§ **WHAT YOU HAVE TO DO**
Copy the passage from the biography of Manilal Balabhai Nanavati word for word, starting at "Indian executive" and ending at "Indian Rural Problem.".

§ **QUOTED PASSAGE**
• • • • • • •

= Manilal Balabhai Nanavati =

Indian executive

Manilal Balabhai Nanavati was an Indian social worker and freedom fighter who served as the Deputy Governor of the Reserve Bank of India.

== Early life ==
He was born in Bombay (now Mumbai) and educated at the university there. Her sister was Chandulal Nanavati. He was a co-author of the seminal book, The Indian Rural Problem.

== Career ==
=== Reserve Bank of India ===
He served as the Deputy Governor of the Reserve Bank of India from 21 December 1936, to 21 December 1941.

=== Dr Balabhai Nanavati Hospital ===
He founded Nanavati Hospital, located in Vile Parle, Mumbai, which was inaugurated by Jawaharlal Nehru in November 1950, and opened in May 1951. Dr. Balabhai Nanavati Hospital was later taken over by the Radiant Group.

== Bibliography ==
His notable books include:
- Rural life problems; personal experiences
- Group prejudices in India; a symposium
- Fifty years of co-operation in Kodinar Taluka, a case study
- Report on the agricultural indebtedness in the Baroda state

== Awards and honours ==
He was awarded a knighthood by King George VI at the 1941 Birthday Honours in 1941.

• • • • • • •

§ **ENTRIES PROVIDED**
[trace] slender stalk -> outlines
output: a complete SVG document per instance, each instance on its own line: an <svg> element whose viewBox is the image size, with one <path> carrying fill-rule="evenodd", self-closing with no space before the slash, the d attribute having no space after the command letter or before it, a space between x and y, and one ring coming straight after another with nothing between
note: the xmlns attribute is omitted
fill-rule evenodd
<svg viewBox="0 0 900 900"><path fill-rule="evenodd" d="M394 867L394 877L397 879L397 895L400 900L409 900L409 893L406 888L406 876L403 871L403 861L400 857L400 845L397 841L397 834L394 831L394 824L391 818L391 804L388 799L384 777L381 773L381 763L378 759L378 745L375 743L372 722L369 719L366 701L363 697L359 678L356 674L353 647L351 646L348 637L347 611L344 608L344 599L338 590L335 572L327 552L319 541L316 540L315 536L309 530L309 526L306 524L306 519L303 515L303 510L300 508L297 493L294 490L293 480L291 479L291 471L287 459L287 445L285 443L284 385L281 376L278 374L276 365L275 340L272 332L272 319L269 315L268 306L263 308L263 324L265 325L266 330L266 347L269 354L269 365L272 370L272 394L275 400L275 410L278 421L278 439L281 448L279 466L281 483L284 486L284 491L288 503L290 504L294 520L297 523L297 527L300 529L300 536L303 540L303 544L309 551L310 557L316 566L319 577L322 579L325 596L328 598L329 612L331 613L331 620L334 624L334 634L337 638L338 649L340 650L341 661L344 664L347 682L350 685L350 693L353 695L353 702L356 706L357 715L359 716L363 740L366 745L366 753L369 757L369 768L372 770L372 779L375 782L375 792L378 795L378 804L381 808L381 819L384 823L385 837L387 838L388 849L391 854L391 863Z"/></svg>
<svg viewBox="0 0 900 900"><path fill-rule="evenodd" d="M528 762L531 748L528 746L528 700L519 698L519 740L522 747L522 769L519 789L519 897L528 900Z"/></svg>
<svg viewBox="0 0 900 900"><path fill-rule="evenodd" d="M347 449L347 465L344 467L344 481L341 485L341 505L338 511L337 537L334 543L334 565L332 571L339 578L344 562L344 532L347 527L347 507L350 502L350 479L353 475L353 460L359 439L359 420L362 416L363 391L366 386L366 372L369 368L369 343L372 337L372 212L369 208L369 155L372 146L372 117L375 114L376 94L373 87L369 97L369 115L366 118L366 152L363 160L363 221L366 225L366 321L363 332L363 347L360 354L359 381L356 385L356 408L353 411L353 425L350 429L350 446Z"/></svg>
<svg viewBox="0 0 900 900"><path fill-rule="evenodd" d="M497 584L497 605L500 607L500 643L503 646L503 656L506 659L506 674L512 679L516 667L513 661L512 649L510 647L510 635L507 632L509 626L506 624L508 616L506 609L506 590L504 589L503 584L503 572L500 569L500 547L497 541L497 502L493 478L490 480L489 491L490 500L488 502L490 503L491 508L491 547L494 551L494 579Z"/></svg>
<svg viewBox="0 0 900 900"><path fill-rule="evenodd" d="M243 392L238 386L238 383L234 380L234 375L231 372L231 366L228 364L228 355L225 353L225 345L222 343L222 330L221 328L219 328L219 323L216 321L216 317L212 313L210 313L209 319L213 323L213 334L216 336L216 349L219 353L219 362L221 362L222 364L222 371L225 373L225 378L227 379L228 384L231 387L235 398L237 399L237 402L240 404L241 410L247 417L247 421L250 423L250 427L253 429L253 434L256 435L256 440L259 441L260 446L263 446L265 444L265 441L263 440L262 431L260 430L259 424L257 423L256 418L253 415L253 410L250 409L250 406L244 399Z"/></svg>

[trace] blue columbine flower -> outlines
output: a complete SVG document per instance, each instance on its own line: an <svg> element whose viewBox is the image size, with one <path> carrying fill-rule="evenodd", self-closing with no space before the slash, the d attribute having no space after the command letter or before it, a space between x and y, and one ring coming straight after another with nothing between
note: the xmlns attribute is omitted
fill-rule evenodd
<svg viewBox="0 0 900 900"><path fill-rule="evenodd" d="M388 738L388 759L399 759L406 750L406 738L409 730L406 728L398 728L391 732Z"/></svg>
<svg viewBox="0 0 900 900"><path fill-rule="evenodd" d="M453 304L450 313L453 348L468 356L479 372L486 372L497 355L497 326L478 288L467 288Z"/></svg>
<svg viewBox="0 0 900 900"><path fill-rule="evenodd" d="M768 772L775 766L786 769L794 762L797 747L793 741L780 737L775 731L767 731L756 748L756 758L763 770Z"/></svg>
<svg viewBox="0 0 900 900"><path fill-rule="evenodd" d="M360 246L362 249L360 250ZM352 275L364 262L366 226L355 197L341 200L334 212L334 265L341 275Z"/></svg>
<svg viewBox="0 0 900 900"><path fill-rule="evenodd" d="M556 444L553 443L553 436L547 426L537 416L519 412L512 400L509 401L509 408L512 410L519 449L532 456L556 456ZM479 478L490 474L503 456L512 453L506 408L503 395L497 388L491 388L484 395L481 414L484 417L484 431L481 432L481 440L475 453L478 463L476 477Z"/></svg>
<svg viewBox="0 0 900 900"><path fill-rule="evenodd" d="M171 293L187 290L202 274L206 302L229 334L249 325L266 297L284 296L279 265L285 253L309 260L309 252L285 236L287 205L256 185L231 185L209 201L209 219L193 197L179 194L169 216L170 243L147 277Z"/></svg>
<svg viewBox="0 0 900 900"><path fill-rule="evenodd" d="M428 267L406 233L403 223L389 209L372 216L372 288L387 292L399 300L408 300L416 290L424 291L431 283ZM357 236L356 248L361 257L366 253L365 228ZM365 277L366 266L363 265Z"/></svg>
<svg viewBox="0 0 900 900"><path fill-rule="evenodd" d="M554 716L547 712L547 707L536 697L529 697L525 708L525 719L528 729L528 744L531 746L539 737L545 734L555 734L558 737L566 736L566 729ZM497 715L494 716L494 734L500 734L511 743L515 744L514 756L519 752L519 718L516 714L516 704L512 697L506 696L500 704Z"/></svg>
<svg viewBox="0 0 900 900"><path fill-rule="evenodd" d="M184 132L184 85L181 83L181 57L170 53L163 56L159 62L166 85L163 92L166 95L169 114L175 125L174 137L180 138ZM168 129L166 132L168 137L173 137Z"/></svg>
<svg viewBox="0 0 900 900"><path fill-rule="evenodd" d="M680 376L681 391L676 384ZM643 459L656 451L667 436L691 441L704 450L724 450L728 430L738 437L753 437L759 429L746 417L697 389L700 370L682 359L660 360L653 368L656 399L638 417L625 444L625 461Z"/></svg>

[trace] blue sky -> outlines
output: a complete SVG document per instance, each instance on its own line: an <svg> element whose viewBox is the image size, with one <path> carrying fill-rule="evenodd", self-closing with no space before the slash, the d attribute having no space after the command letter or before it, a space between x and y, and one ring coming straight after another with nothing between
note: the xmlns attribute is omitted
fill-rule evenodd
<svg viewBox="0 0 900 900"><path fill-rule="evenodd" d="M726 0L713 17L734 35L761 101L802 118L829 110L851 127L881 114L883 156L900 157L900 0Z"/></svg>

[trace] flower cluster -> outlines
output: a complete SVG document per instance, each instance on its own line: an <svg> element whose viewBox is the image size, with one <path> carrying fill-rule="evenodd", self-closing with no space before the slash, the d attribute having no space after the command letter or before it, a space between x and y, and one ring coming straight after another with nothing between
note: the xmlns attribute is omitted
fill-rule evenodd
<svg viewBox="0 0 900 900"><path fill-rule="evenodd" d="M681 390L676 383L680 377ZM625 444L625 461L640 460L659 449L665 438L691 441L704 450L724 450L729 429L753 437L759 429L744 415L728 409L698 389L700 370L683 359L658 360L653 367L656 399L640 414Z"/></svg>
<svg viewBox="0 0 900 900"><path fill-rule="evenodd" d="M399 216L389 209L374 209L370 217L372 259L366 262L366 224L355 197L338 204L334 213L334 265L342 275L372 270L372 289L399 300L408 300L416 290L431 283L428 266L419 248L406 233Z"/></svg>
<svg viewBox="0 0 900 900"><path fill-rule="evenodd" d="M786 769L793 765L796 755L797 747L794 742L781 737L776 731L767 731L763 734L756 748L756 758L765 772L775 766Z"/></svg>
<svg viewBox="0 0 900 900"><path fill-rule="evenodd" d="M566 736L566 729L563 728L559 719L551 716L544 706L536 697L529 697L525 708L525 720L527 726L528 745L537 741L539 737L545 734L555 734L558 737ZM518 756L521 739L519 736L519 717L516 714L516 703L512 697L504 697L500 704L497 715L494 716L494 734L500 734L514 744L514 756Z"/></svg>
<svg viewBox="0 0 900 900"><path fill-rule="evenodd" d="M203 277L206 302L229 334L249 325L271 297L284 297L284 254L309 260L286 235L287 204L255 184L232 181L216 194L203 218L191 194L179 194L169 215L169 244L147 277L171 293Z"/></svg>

• • • • • • •

§ **TASK SOLUTION**
Indian executive

Manilal Balabhai Nanavati was an Indian social worker and freedom fighter who served as the Deputy Governor of the Reserve Bank of India.

== Early life ==
He was born in Bombay (now Mumbai) and educated at the university there. Her sister was Chandulal Nanavati. He was a co-author of the seminal book, The Indian Rural Problem.